start THE RECORDS

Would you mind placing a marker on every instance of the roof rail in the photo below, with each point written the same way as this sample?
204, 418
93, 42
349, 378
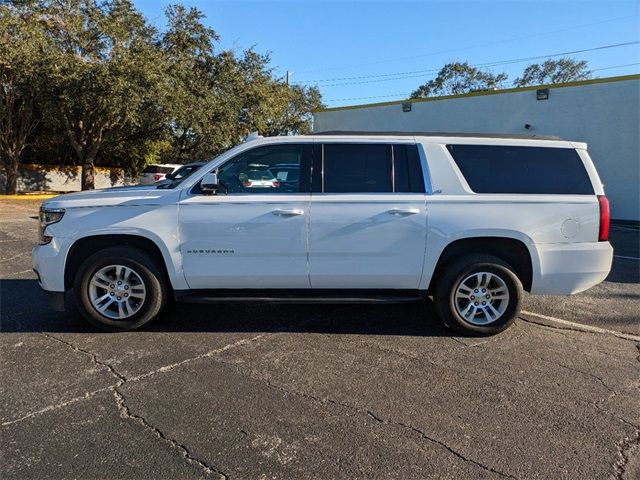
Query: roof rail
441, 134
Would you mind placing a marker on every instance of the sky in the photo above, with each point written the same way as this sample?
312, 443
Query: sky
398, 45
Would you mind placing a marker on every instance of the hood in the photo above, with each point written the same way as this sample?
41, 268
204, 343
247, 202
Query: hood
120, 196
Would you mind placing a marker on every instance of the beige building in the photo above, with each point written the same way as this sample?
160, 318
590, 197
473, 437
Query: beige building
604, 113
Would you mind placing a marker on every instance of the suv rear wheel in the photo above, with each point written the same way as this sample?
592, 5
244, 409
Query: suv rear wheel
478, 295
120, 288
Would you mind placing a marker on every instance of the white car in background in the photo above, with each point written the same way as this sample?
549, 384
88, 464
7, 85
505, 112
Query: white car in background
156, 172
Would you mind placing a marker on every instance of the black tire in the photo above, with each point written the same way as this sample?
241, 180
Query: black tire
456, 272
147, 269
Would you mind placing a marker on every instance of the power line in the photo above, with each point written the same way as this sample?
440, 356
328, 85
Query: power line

end THE RECORDS

DESCRIPTION OF THE TASK:
Switch "placing a marker" to "putting a dot" throughout all of these lines, leaving everything else unchanged, and omit the pictures from your answer.

TASK RESULT:
Would you mind putting a dot on every instance of the roof rail in the photo below, with each point written the same way as this sample?
204, 418
93, 42
349, 378
Query: roof rail
441, 134
Would you mind putting a dot on every instance of the sky in the photo above, with each point written the same way as this sample?
312, 443
Query: sky
398, 45
Would you mind putting a dot on every instance of the hood in the photo above, with each point written the same way as this sample?
41, 268
204, 343
247, 202
Query: hood
120, 196
Would you mind putting a dot on every instance of the beige building in the photo above, with each point written the same way as this sample?
160, 318
590, 197
473, 437
Query: beige building
604, 113
Would you mind putting a dot on every instance of the suv rear wheel in the photo above, with each point written the same way as this sample?
592, 5
244, 409
Query: suv rear wheel
478, 295
120, 288
Would you mind putting a dot on every instance of the white car in background in the photo above, with each point written the same way as this sample?
549, 384
88, 464
7, 85
505, 112
Query: white car in background
156, 172
Would you mind putting a dot on every instance of the black tire in the photo above, with each point written the same way as this sample?
241, 180
Query: black tire
456, 272
147, 269
Would you mind putting a dot on every instance of the power line in the photo above, with each point written the same way as this sample?
440, 356
328, 85
Query: power line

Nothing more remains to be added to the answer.